## Task
Locate every line below that contains the string "Question", and copy each of those lines.

──────── Data provided

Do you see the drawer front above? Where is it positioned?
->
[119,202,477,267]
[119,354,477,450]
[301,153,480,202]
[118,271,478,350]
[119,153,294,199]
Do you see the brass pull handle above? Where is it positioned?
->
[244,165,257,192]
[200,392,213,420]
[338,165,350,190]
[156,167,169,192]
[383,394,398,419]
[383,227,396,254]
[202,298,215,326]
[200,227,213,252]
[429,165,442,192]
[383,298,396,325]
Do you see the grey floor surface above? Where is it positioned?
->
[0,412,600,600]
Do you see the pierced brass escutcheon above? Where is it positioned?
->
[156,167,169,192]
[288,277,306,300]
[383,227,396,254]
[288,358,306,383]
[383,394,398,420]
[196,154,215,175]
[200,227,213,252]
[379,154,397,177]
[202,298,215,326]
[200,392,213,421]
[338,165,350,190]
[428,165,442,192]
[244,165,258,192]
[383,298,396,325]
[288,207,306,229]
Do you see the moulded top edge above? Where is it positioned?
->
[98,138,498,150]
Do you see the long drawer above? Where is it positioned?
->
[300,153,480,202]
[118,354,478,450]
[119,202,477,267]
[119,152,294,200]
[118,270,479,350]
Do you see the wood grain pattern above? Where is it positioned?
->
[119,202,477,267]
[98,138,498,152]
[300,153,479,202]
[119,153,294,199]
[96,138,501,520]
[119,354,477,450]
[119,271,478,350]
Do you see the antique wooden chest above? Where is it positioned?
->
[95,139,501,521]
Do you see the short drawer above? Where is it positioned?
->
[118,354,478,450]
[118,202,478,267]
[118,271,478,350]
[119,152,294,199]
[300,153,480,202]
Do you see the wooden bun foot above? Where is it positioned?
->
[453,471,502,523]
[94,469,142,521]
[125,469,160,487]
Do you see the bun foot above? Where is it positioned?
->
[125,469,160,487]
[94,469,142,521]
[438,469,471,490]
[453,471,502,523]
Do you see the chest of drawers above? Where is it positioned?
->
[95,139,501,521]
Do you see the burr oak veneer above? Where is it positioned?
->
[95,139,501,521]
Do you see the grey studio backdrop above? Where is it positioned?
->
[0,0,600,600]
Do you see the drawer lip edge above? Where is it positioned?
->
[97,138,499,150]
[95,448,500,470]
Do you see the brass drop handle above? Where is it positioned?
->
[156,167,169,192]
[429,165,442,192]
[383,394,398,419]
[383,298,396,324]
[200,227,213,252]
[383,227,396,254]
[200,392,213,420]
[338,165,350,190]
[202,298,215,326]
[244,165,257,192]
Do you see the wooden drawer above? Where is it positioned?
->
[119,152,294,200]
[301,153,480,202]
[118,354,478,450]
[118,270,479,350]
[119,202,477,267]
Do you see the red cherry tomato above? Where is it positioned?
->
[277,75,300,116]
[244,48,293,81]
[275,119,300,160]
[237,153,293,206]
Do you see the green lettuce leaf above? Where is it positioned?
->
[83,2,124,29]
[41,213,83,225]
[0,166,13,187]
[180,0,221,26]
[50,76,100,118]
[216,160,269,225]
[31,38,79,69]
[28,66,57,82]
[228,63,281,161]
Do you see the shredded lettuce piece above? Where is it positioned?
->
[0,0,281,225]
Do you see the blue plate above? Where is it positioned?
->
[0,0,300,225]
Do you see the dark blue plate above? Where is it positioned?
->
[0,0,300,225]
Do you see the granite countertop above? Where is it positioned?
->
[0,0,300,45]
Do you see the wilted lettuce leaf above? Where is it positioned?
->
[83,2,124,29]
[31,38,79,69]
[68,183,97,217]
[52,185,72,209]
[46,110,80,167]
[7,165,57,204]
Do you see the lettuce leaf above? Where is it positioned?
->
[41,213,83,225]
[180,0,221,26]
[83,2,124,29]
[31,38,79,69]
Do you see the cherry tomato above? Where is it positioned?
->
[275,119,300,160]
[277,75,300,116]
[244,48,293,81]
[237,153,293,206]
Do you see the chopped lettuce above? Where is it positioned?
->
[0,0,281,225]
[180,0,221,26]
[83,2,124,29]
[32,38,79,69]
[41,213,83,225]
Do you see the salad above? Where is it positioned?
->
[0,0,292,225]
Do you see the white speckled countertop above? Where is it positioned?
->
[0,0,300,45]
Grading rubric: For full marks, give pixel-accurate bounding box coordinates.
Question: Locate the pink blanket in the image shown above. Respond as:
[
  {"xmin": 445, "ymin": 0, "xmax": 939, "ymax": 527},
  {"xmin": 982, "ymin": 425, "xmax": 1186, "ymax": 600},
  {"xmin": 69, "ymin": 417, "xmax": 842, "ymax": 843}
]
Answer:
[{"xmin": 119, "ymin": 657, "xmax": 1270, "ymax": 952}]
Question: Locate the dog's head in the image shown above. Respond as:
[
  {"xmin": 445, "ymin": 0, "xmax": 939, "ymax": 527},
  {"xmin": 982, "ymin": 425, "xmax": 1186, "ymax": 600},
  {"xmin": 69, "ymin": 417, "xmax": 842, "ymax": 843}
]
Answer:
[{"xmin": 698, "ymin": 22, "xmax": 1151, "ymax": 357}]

────────────────

## Completed task
Question: Locate the pink blanket in the image shown above. Respond as:
Question: Locate the dog's head in the image shown above. Respond as:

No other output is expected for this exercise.